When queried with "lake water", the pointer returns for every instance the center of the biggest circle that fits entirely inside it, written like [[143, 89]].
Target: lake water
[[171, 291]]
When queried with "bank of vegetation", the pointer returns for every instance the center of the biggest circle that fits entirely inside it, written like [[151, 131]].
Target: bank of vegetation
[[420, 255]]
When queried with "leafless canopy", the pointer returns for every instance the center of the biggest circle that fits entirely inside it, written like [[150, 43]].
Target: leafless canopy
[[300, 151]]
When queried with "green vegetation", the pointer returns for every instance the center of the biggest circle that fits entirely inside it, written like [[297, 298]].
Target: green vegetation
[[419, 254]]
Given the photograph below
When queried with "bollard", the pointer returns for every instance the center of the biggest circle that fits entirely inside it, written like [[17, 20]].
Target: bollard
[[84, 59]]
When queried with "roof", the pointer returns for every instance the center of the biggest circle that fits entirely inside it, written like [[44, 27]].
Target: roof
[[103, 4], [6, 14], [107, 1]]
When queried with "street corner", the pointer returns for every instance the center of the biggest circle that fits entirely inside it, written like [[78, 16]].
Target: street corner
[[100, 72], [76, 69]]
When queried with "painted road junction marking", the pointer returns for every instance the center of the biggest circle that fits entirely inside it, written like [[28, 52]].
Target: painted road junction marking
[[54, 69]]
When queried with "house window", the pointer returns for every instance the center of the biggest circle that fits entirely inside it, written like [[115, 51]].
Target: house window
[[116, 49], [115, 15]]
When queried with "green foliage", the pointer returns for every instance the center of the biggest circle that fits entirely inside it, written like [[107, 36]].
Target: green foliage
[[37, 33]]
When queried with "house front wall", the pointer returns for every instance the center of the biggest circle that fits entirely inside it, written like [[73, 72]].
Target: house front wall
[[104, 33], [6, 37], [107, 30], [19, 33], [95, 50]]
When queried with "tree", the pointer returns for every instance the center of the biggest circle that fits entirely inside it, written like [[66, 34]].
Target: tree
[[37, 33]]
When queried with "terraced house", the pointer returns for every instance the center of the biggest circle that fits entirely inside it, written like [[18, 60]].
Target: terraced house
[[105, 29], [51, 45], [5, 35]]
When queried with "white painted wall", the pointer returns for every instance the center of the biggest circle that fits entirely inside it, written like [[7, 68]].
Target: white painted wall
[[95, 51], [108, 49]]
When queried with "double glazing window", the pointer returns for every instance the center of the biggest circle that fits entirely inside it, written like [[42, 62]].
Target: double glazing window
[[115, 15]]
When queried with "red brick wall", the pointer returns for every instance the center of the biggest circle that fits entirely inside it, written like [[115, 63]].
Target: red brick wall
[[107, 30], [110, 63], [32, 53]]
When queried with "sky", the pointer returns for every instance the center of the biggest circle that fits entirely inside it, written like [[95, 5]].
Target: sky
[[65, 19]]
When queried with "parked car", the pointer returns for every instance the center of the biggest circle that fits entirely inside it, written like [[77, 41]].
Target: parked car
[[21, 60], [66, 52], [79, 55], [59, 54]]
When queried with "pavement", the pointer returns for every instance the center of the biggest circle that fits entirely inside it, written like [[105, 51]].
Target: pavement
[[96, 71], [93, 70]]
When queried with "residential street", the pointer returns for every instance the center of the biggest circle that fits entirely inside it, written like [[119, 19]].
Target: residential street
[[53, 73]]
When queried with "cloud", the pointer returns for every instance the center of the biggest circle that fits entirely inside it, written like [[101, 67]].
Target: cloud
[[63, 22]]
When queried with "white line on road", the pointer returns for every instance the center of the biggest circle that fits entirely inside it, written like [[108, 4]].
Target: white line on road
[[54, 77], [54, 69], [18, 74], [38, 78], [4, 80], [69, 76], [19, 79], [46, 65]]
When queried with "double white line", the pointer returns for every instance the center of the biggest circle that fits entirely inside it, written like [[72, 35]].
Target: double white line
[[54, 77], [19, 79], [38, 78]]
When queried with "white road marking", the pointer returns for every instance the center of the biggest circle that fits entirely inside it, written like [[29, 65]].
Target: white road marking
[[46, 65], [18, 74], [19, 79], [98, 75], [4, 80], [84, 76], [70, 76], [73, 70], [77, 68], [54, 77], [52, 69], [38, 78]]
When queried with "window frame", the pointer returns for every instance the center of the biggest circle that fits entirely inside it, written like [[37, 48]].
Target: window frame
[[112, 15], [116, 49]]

******

Lay out all the entries above as a Markdown table with two columns, Row and Line. Give each line its own numbered row and leave out blank lines.

FINISHED ANSWER –
| Row | Line |
|---|---|
| 1 | When queried with "lake water", the pointer returns for every instance the center of the biggest circle that fits entirely inside it, written like [[143, 89]]. |
| 2 | Target: lake water |
| 3 | [[171, 291]] |
| 4 | When queried with "bank of vegetation", the pointer returns for every instance the center of the biggest circle that fits entirely inside it, written like [[151, 131]]. |
| 5 | Target: bank of vegetation |
| 6 | [[420, 255]] |
| 7 | When queried with "leafless canopy", the pointer returns for every instance the center of the biggest circle that fits entirely inside it, written like [[150, 43]]. |
| 8 | Target: leafless canopy |
| 9 | [[300, 151]] |
| 10 | When queried with "green vegetation", the pointer returns for every instance the center of the biggest circle that fits entirely inside it, written like [[297, 298]]. |
| 11 | Target: green vegetation |
| 12 | [[419, 254]] |
| 13 | Given the photograph below |
| 14 | When queried with "bollard", the pointer returns for every instance the center of the biggest circle that fits entirely inside it, written like [[17, 20]]. |
| 15 | Target: bollard |
| 16 | [[84, 59]] |
| 17 | When queried with "roof", the pointer returns for every instance the center of the biggest circle that fits entirely inside it, written like [[44, 27]]. |
| 18 | Target: roof |
| 19 | [[103, 4], [6, 14], [107, 1]] |
| 20 | When queried with "street corner", the pointer returns for every instance the center of the biggest circle that fits entirely inside it, written like [[78, 16]]. |
| 21 | Target: street corner |
| 22 | [[100, 72], [76, 69]] |
| 23 | When queried with "painted road junction marking", the pointer returns for every instance the center of the biggest circle that fits entirely inside it, written like [[28, 52]]. |
| 24 | Target: painted road junction marking |
| 25 | [[54, 69]] |
| 26 | When queried with "house window", the pointer returns for every instance the center of the biggest circle that fits entirely inside it, written like [[115, 51]]. |
| 27 | Target: house window |
| 28 | [[116, 49], [115, 15]] |
| 29 | When queried with "green foliage", the pointer returns for every instance the center of the biggest circle that fits entirely inside it, written like [[107, 36]]. |
| 30 | Target: green foliage |
| 31 | [[37, 33]] |
| 32 | When queried with "house front wall", the pointer returns for every instance the center of the biggest circle that fits entirely inside it, written like [[73, 72]]. |
| 33 | Target: house front wall |
| 34 | [[104, 33], [6, 37], [107, 30], [19, 33], [95, 50]] |
| 35 | When queried with "tree", the pointer returns for every instance the center of the biggest circle that fits entirely inside it, written like [[66, 34]]. |
| 36 | Target: tree |
| 37 | [[37, 33]] |
| 38 | When queried with "terraced house", the pointer returns for every instance the center of the biggest circle that fits entirely inside it, written like [[18, 60]]. |
| 39 | Target: terraced house |
| 40 | [[105, 29], [51, 45], [5, 35]] |
| 41 | When queried with "white painted wall", the pointer returns for every instance the center of the biggest circle that fits entirely inside it, written like [[7, 68]]. |
| 42 | Target: white painted wall |
| 43 | [[95, 51], [108, 49]] |
| 44 | When queried with "double glazing window", the pointer returns for every instance the center of the biggest circle that fits entirely inside it, written like [[42, 62]]. |
| 45 | Target: double glazing window |
| 46 | [[115, 15]] |
| 47 | When queried with "red brick wall", the pointer returns for every instance the center of the biggest circle that fits entirely inside it, written like [[115, 63]]. |
| 48 | Target: red brick wall |
| 49 | [[107, 30], [110, 63], [32, 53]] |
| 50 | When queried with "sky", the pointer returns for every instance the center of the biggest circle that fits entirely inside it, written like [[95, 5]]. |
| 51 | Target: sky |
| 52 | [[65, 19]] |
| 53 | When queried with "parked car", the pointer returns for every instance the center of the biggest circle that fits entirely inside it, written like [[77, 41]]. |
| 54 | Target: parked car |
| 55 | [[21, 60], [66, 52], [79, 55], [59, 54]] |
| 56 | When queried with "pavement", the pointer returns for every instance the center of the biggest circle that fits entirely inside it, written like [[105, 51]]. |
| 57 | Target: pavement |
| 58 | [[96, 71], [93, 70]] |
| 59 | When queried with "residential street", the pointer returns for every instance the center of the biggest circle that fits entirely inside it, written like [[119, 19]]. |
| 60 | Target: residential street |
| 61 | [[53, 73]] |
| 62 | When queried with "cloud", the pointer returns for every instance the center of the biggest circle that fits entirely inside it, written like [[101, 67]]. |
| 63 | Target: cloud |
| 64 | [[63, 22]] |
| 65 | When queried with "white line on road", the pointer returns for every instance the center of the biggest circle that fits entirely inside it, written like [[108, 4]]. |
| 66 | Target: white line on road |
| 67 | [[54, 77], [54, 69], [18, 74], [38, 78], [4, 80], [69, 76], [19, 79], [46, 65]] |
| 68 | When queried with "double white line", the pointer returns for every instance the center of the biggest circle that fits entirely inside it, written like [[72, 35]]. |
| 69 | Target: double white line |
| 70 | [[54, 77], [19, 79], [38, 78]] |
| 71 | When queried with "white road marking", the pointer returns for every instance the center of the biggest circle that fits entirely inside it, written like [[29, 65]]. |
| 72 | Target: white road marking |
| 73 | [[46, 65], [18, 74], [19, 79], [98, 75], [4, 80], [84, 76], [70, 76], [73, 70], [77, 68], [54, 77], [52, 69], [38, 78]] |
| 74 | When queried with "window frame", the pointer returns for every instance the center of the biggest circle that fits entirely inside it, written like [[37, 48]]. |
| 75 | Target: window frame |
| 76 | [[112, 15], [116, 49]] |